EXERCISE BRIEF:
In the items below, switch "camera-trap survey" to "field photo survey" and leave everything else unchanged.
* Begin TASK MATERIAL *
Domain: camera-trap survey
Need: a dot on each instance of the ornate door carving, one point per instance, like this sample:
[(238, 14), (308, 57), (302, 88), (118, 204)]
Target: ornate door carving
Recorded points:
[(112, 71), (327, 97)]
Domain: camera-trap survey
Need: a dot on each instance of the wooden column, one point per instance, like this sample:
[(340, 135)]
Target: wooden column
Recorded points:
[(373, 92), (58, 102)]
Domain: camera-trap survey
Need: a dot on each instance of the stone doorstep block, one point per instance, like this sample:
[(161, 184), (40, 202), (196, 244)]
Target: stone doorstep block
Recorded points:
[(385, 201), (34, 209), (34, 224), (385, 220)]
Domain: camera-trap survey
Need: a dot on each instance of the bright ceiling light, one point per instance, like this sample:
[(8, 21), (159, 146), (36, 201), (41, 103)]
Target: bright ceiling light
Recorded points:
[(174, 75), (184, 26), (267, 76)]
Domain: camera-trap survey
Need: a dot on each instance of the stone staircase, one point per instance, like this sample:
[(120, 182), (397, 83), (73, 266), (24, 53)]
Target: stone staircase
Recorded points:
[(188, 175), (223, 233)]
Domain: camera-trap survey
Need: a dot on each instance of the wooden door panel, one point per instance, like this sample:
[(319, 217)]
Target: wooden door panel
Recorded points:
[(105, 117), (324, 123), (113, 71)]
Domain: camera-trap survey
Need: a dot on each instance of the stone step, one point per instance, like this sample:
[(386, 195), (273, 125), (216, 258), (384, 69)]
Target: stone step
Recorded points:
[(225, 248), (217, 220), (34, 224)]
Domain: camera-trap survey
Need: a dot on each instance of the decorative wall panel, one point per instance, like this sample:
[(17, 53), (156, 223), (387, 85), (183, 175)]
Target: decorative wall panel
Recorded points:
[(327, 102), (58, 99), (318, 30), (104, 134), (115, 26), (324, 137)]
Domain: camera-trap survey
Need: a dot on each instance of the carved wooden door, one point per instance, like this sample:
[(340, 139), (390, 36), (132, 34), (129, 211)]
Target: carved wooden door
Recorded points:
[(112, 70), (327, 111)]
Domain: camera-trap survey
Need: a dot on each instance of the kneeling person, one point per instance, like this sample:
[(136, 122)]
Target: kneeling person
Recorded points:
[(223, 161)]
* End TASK MATERIAL *
SOLUTION BELOW:
Domain: field photo survey
Need: a dot on each instance of the ornate door carving, one point per instance, like this sample:
[(238, 14), (308, 57), (302, 88), (118, 204)]
Target: ornate door carving
Recorded points:
[(112, 71), (327, 97)]
Domain: field photo survey
Need: a dot on each instance of the wooden column, one point per instance, like this sample:
[(340, 135)]
Target: wooden column
Recorded points:
[(373, 92), (58, 102)]
Domain: field photo survey
Need: a dot on each instance of the stone doorstep block, one point per instance, like this sample:
[(161, 184), (40, 202), (196, 244)]
Target: stone doorstep block
Recorded points:
[(385, 201), (34, 209), (34, 224), (385, 220)]
Domain: field photo survey
Need: a dot on each instance of the bright ceiling light, one point per instance, like this sample:
[(8, 21), (159, 146), (36, 201), (41, 103)]
Target: bright ceiling light
Recorded points:
[(174, 75), (184, 26), (267, 76)]
Domain: field photo survey
Need: a dot on each instance of the stone staircase, one point per instance, like this sample:
[(120, 182), (397, 83), (73, 266), (24, 53)]
Target: stone staircase
Recorded points:
[(188, 175), (223, 233)]
Domain: field photo survey
Need: a dot on each instance of the wooden door panel, one point per instance, like this sample:
[(319, 217)]
Target: wooden door panel
Recorded points:
[(105, 117), (324, 123), (113, 71)]
Domain: field photo survey
Need: a dot on each instance of the stone step, one point per instance, like this sample:
[(386, 195), (273, 125), (216, 258), (384, 69)]
Target: stone step
Recorded points:
[(225, 248), (217, 220), (34, 224)]
Domain: field photo survey
Need: a dot on each instance of the decorative wall panel, one point per instance, like this sample:
[(17, 53), (156, 223), (387, 85), (183, 175)]
Target: decorative wall panel
Recorded points:
[(327, 102), (58, 99), (318, 30), (104, 134), (115, 26), (324, 137)]
Domain: field photo survey
Need: a dot on each instance of the carved wooden door, one point per instance, like this sample:
[(340, 139), (390, 36), (132, 34), (129, 211)]
Target: carved wooden door
Recorded points:
[(112, 70), (327, 111)]
Domain: field photo survey
Need: a dot on each instance of the kneeling person, one point per instance, like this sample:
[(136, 122)]
Target: kneeling person
Recorded points:
[(223, 161)]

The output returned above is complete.